## Письменное задание A
Ответьте по дневниковым записям о Ницце на три вопроса, каждый ответ с новой строки:
(i) Какой день недели и какое число указаны в записи о беспорядке в лаборатории?
(ii) Что сказала тетя, когда перестала молчать?
(iii) Какими словами, согласно приведенной цитате, человек без затруднений в соприкосновении с миром выразил бы свое убеждение?
## Письменное задание B
Допишите дневниковые записи о Ницце, продолжив их сразу после последнего предложения.

Ницца. Четверг, 30 сентября. Я спускаюсь в свою лабораторию и, — о ужас! — все мои склянки, баллоны, все мои соли, все мои кристаллы, все мои кислоты, все мои трубочки откупорены и свалены в грязный ящик в ужаснейшем беспорядке. Я прихожу в такую ярость, что сажусь на пол и начинаю окончательно разбивать вещи, попорченные только наполовину. То, что уцелело, я не трогаю, — я никогда не забываюсь.
— А! Вы думали, что Мари уехала, так уж она и умерла! Можно все перебить, все разбросать! — кричала я, разбивая склянки.
Тетя сначала молчала, потом сказала:
— Что это? Разве это барышня! Это какое-то страшилище, ужас что такое!
И среди моей злобы я не могу удержаться от улыбки. Потому что в сущности — все это дело внешнее, не затрагивающее глубины моей души, а в эту минуту, к счастью, я заглядываю в эту глубину, и совершенно успокаиваюсь и смотрю на все это так, как будто бы это касалось не меня, а кого-нибудь другого.
Пятница, 1 октября. Бог не исполняет того, о чем я молюсь, и я покоряюсь (нет, вовсе нет, я жду). Ах, как это скучно ждать и не быть в состоянии сделать что бы то ни было, как только ждать. Все эти неприятности и затруднения окружающей жизни губят женщину.
«Если бы человек тотчас же по рождении в своих первых движениях не встречал затруднений в своем соприкосновении с окружающей средой, он не мог бы в конце концов отличить себя от внешнего мира, считал бы, что этот мир — есть часть его самого, его тела; и по мере своего соприкосновения со всем — жестом или шагами, он только убеждался, бы, что все находится от него в зависимости и есть просто протяжение его личного существа, и сказал бы: Вселенная это я».

## Перечень данных
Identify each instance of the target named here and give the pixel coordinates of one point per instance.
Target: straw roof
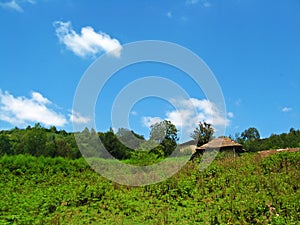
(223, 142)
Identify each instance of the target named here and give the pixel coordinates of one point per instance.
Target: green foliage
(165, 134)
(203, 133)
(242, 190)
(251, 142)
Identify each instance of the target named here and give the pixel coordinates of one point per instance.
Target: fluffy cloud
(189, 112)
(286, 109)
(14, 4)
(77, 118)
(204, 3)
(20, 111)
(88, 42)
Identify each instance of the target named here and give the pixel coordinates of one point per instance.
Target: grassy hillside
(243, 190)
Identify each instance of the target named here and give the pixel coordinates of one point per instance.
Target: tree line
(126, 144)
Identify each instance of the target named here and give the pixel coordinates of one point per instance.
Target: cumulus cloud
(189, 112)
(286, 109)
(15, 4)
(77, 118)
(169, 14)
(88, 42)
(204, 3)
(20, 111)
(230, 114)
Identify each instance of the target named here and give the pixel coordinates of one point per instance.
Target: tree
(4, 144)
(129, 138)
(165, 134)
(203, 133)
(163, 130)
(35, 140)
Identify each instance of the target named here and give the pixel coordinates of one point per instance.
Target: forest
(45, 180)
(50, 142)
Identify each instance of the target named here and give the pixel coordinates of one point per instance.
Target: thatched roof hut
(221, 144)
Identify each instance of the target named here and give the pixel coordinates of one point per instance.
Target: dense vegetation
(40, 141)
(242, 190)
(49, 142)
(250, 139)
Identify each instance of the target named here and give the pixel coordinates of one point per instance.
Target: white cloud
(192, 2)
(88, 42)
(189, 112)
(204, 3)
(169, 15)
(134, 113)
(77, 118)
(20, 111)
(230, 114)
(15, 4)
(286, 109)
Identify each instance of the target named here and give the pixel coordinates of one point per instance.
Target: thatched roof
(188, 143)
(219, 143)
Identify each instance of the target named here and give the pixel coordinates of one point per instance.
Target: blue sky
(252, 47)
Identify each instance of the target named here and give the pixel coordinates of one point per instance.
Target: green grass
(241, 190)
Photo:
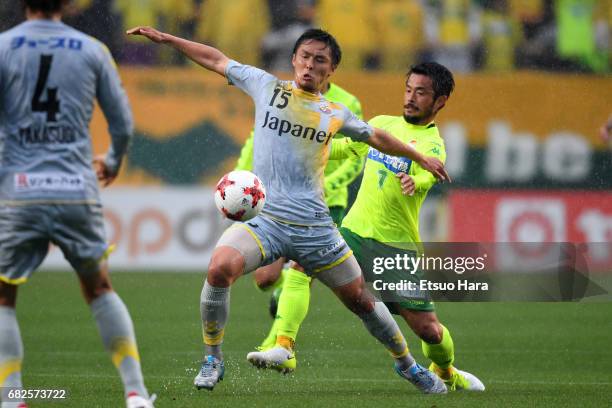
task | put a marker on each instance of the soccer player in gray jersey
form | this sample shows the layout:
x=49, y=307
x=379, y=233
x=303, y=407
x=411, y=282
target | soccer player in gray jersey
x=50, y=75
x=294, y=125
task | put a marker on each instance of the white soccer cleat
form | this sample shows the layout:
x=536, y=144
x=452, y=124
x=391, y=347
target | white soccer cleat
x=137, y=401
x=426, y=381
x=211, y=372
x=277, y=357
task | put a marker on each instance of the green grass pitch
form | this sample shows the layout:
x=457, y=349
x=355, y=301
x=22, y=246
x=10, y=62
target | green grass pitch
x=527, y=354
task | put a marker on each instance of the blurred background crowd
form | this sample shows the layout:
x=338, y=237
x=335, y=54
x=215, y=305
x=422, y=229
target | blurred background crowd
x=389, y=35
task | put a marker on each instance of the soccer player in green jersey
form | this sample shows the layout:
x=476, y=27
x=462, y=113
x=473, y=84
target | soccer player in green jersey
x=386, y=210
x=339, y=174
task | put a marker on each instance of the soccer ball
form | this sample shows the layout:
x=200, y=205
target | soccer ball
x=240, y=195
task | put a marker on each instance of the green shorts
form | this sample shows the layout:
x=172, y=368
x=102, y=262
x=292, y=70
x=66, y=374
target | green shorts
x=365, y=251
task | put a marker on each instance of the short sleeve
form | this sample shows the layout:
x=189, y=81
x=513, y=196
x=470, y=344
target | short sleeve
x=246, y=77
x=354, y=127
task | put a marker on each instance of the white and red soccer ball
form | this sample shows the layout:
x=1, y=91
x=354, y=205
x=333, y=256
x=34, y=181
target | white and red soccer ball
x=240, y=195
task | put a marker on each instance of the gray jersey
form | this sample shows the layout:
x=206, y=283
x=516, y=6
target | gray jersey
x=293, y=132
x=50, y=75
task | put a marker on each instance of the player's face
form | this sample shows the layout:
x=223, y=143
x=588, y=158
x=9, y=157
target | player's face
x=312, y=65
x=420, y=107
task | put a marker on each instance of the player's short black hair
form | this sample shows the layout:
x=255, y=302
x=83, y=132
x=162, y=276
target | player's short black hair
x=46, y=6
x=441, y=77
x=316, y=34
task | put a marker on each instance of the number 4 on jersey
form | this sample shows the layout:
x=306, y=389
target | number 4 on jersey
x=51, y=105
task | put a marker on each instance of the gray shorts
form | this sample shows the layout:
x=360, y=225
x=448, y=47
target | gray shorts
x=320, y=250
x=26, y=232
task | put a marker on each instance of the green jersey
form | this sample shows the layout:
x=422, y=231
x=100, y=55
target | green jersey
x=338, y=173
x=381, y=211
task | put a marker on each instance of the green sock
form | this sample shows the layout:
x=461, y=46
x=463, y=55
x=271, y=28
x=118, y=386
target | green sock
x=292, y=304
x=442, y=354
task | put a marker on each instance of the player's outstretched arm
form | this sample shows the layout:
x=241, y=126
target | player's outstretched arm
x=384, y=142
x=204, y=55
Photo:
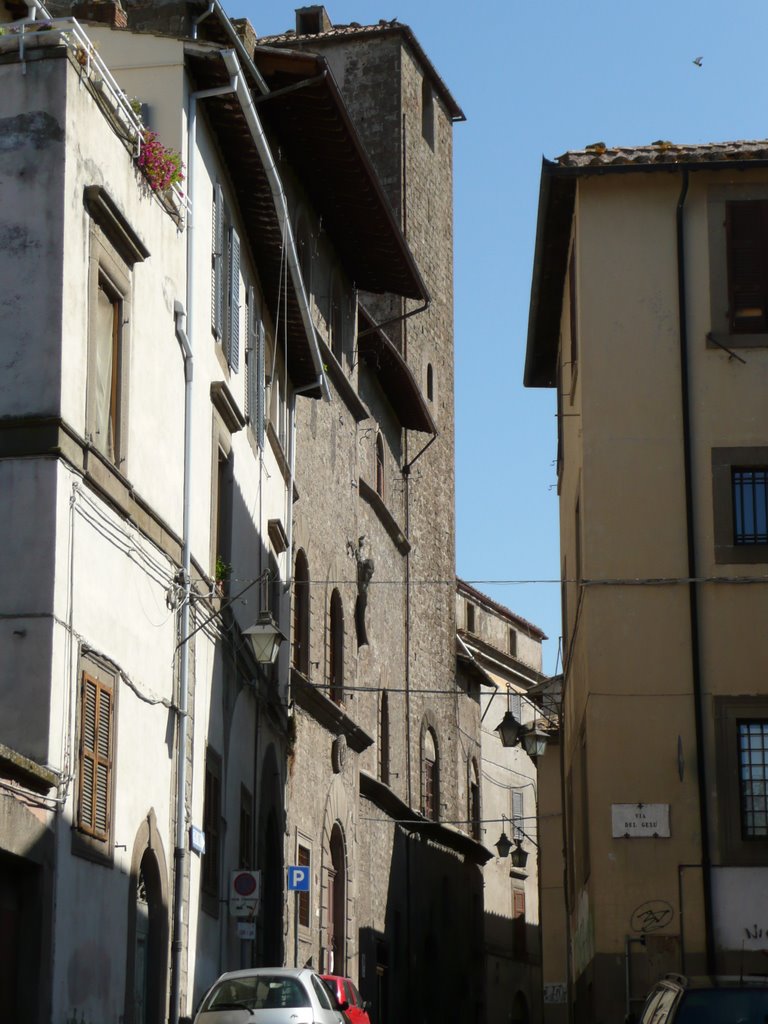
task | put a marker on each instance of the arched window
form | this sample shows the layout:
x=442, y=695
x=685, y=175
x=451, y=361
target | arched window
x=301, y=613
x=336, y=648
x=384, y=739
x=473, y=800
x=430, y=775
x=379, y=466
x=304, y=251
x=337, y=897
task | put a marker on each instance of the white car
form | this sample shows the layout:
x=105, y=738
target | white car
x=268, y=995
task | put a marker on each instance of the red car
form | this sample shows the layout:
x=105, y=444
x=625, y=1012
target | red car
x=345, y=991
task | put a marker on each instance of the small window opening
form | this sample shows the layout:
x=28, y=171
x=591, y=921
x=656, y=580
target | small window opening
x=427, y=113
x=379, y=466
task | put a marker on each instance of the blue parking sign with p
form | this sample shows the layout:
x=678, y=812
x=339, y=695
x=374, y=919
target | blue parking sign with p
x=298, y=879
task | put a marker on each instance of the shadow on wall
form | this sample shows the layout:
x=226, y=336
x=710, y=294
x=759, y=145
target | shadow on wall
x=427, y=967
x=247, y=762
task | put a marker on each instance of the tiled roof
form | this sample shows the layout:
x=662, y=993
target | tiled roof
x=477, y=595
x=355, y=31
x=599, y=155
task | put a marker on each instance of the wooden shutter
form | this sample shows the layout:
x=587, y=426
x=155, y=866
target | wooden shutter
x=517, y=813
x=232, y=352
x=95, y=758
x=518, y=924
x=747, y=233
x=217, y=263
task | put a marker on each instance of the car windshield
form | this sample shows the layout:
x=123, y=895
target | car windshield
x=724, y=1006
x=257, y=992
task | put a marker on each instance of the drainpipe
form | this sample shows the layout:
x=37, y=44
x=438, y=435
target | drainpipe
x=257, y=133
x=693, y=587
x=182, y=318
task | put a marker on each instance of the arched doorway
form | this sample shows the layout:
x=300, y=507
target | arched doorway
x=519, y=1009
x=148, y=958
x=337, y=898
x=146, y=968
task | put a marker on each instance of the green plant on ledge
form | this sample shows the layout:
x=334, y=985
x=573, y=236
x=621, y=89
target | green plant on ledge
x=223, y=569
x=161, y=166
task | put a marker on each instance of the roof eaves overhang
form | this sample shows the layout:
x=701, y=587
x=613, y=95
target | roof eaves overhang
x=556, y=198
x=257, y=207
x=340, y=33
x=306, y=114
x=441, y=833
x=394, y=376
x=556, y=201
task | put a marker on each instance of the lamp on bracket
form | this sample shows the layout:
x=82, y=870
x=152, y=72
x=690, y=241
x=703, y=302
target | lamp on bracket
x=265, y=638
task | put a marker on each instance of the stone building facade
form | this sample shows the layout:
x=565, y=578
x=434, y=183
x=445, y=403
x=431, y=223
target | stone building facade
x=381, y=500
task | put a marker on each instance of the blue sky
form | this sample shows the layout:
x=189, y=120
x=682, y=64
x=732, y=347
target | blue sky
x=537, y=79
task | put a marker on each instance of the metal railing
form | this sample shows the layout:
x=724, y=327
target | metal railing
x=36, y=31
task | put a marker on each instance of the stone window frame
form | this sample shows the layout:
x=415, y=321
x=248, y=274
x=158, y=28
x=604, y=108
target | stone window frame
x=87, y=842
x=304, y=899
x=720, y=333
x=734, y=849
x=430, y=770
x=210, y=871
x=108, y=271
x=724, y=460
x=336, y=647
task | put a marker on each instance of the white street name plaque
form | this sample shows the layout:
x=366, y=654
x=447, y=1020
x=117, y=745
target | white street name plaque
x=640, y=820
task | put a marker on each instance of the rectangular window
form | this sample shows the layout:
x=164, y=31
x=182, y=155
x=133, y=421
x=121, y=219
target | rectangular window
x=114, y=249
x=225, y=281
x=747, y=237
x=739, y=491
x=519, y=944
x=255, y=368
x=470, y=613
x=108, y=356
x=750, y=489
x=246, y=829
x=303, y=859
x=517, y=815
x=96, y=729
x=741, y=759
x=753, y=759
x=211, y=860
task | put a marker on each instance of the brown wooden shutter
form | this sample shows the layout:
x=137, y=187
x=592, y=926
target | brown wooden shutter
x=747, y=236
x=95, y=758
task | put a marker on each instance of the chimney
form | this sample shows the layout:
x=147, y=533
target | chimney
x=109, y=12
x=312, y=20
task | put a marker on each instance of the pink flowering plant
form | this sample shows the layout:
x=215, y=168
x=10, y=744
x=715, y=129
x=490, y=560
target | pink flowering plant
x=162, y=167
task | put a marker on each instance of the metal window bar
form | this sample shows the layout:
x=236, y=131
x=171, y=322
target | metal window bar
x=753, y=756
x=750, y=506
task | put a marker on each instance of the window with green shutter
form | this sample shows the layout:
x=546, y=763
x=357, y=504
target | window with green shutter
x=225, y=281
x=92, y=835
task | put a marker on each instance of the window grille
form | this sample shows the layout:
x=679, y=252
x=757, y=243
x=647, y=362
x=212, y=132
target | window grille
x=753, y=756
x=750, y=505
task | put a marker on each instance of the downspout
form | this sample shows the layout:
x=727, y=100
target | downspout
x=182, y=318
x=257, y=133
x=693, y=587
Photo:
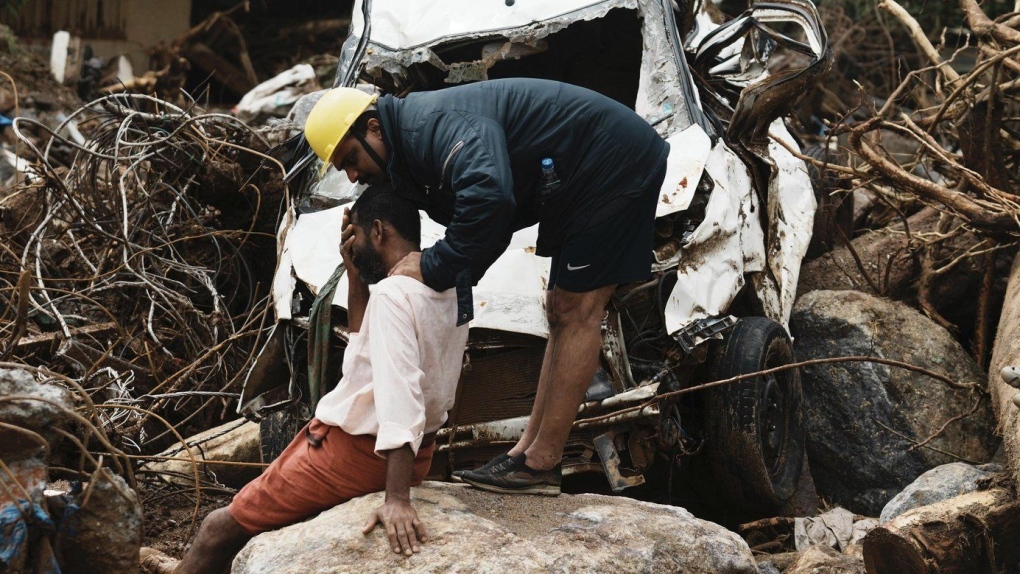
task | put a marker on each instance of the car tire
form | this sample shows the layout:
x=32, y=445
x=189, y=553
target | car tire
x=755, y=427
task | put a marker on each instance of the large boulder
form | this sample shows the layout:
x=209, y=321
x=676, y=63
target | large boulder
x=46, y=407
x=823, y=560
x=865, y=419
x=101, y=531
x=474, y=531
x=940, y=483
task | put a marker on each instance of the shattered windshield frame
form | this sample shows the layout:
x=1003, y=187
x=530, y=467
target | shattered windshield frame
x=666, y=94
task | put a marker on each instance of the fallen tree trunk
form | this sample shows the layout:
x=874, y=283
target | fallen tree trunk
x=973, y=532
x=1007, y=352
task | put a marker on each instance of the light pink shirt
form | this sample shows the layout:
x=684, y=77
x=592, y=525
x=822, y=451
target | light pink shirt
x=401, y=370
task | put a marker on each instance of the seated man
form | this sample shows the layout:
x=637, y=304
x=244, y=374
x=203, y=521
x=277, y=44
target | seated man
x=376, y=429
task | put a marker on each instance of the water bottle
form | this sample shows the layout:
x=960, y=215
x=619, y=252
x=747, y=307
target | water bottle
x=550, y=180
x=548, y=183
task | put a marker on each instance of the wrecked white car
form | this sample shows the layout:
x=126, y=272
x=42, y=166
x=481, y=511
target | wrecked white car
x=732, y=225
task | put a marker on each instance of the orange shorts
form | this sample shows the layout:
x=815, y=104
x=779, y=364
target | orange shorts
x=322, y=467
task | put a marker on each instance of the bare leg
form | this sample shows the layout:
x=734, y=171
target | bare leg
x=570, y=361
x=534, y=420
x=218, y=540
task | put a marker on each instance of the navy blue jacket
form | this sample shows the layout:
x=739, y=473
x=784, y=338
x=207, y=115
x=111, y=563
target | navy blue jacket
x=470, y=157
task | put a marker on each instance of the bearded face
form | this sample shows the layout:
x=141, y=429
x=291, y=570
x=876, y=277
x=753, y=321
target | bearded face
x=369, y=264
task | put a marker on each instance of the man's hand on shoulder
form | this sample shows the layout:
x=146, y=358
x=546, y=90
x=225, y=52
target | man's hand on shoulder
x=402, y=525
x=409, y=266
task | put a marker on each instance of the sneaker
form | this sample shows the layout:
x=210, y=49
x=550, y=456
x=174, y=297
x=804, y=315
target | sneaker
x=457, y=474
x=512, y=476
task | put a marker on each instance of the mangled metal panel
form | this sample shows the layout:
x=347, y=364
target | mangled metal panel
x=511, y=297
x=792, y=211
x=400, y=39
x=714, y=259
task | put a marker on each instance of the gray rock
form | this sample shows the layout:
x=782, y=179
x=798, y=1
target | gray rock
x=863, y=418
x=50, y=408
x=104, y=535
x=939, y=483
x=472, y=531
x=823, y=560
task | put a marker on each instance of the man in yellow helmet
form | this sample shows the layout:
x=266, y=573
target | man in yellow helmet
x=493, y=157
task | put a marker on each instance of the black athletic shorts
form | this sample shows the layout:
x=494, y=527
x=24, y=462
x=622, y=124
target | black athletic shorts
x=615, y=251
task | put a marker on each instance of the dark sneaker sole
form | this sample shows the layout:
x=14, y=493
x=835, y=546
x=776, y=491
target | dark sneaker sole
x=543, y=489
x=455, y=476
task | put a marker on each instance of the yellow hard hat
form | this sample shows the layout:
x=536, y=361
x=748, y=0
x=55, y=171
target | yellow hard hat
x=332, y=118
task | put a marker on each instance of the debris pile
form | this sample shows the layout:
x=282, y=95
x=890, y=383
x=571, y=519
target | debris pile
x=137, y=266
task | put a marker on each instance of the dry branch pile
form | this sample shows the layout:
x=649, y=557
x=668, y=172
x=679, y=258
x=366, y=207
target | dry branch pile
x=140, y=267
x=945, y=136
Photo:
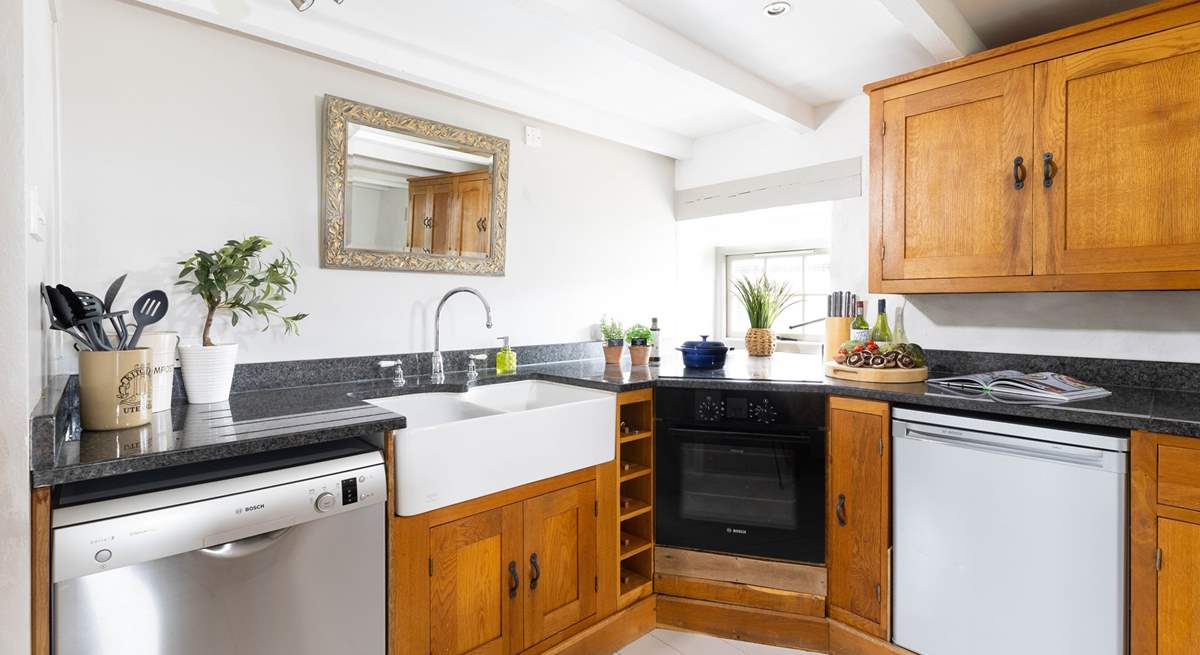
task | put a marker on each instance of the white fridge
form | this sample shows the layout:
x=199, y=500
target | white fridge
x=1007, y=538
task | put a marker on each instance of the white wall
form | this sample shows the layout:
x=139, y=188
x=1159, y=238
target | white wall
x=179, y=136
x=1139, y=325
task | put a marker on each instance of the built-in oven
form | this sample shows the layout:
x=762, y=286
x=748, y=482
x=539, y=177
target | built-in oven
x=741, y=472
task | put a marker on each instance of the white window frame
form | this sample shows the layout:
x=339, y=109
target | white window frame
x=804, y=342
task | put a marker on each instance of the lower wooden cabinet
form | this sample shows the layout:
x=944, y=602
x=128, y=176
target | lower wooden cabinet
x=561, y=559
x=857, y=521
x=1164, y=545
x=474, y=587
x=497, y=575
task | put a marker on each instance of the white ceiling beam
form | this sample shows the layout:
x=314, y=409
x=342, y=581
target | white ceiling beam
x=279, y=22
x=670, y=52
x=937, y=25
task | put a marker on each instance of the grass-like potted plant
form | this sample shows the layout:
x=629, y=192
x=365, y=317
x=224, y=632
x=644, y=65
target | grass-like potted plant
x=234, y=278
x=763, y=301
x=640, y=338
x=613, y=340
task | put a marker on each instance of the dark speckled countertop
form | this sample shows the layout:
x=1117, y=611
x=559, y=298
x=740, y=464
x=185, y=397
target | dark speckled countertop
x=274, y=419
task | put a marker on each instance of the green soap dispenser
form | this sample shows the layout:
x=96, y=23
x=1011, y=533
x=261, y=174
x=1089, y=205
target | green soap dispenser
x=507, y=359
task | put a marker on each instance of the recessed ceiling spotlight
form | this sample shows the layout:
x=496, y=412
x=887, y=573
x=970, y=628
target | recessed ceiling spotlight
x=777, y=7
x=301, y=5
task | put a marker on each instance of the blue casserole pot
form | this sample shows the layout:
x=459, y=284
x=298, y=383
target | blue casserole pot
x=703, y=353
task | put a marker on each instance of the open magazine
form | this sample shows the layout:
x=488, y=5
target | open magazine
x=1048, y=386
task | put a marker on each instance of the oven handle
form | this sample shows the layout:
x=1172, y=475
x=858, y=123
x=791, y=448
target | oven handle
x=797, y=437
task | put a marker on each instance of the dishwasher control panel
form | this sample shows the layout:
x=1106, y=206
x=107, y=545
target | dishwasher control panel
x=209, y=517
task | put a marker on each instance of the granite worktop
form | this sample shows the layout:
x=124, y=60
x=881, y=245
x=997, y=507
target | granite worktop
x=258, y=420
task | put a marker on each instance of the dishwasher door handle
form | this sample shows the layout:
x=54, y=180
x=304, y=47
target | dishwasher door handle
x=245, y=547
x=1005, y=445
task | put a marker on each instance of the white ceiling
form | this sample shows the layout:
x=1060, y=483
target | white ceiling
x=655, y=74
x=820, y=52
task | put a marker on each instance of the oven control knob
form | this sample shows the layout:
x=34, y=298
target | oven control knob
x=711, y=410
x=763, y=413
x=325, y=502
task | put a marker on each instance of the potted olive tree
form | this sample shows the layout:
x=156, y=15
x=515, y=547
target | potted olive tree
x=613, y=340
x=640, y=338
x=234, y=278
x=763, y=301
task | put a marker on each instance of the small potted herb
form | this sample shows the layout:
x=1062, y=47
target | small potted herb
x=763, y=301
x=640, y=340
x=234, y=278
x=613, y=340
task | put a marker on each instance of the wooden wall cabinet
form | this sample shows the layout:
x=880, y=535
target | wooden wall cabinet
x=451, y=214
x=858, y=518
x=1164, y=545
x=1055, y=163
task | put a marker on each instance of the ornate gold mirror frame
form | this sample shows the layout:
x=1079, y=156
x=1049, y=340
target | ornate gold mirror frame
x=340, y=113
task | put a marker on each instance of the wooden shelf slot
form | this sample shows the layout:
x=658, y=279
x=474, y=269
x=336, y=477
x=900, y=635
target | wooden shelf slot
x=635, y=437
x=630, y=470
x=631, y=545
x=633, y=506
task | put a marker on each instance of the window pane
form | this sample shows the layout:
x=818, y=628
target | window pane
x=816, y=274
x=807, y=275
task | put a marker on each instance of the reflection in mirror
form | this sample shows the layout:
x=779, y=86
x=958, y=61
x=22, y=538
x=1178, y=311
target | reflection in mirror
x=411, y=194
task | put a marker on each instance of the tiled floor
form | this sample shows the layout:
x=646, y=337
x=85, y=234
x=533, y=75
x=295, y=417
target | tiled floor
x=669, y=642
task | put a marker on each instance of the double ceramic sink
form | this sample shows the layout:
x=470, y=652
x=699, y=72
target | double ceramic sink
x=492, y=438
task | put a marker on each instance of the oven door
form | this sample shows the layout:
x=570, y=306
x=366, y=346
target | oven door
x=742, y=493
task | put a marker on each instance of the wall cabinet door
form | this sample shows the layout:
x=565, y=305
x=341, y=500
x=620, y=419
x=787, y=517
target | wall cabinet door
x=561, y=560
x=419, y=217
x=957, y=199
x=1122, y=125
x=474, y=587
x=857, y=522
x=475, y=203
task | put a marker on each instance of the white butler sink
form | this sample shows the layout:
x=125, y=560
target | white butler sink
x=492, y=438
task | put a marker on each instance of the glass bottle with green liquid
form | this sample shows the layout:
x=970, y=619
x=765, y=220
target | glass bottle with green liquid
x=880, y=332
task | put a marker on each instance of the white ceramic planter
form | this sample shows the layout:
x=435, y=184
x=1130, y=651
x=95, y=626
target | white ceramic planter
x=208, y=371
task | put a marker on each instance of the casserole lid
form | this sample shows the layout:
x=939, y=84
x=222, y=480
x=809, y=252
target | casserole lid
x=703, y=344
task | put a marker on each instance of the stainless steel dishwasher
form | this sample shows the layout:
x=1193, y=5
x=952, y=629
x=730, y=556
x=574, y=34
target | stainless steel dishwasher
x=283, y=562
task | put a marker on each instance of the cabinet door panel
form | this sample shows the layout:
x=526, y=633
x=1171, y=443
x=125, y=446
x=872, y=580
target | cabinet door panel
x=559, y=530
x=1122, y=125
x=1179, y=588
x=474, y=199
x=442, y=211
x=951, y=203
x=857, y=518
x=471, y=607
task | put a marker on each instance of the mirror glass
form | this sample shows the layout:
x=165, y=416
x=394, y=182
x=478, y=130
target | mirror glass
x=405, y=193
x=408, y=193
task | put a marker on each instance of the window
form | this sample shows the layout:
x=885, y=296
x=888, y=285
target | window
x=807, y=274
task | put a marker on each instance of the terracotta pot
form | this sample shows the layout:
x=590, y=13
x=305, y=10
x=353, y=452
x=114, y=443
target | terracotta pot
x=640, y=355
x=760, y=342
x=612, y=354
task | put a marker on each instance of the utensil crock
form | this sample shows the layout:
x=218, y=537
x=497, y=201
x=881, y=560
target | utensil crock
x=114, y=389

## Ожидаемый ответ A
(i) Четверг, 30 сентября.
(ii) «Что это? Разве это барышня! Это какое-то страшилище, ужас что такое!»
(iii) «Вселенная это я».

## Ожидаемый ответ B
Вы конечно вполне вправе утверждать, что это слишком хорошо сказано, чтобы принадлежать мне; да я и не подумаю приписывать это себе. Это сказал философ, а я только повторяю. Так вот — так я мечтала жить, но соприкосновение с окружающими вещами наделало мне синяков, и это ужасно сердит меня.
* * *
Беспорядок в доме очень огорчает меня; все эти мелочи в службе, комнаты без мебели, этот вид какого-то запустения, нищенства надрывает мне сердце. Господи, сжалься надо мной, помоги мне устроить все это! Я одна. Для тети все равно: хоть дом обрушься, хоть сад весь высохни!.. Не говорю уж о мелочах… А я, — все эти мелочи недосмотра раздражают меня, портят мне характер. Когда все кругом меня прекрасно, удобно и богато, я добра, весела, и все хорошо. Но это разорение и запустение заставляют меня от всего приходить в отчаяние, везде видеть эту пустоту. Ласточка вьет гнездо свое, лев устраивает свою нору, как же это человек, стоящий так высоко сравнительно с животными, не хочет ничего делать?
Если я говорю: «стоящий так высоко»… это вовсе не означает, что я его уважаю, нет. Я глубоко презираю род людской — и по убеждению. Я не жду от него ничего хорошего. Я не нахожу того, чего ищу в нем, что надеюсь встретить — доброй, совершенной души. Добрые — глупы, умные — или хитры, или слишком заняты своим умом, чтобы быть добрыми. И потом — всякое создание в сущности эгоистично. А поищите-ка доброты у эгоиста. Выгода, хитрость, интрига, зависть! Блаженны те, у кого есть честолюбие, — это благородная страсть; из самолюбия и честолюбия стараешься быть добрым перед другими, хоть на минуту, и это все-таки лучше, чем не быть добрым никогда.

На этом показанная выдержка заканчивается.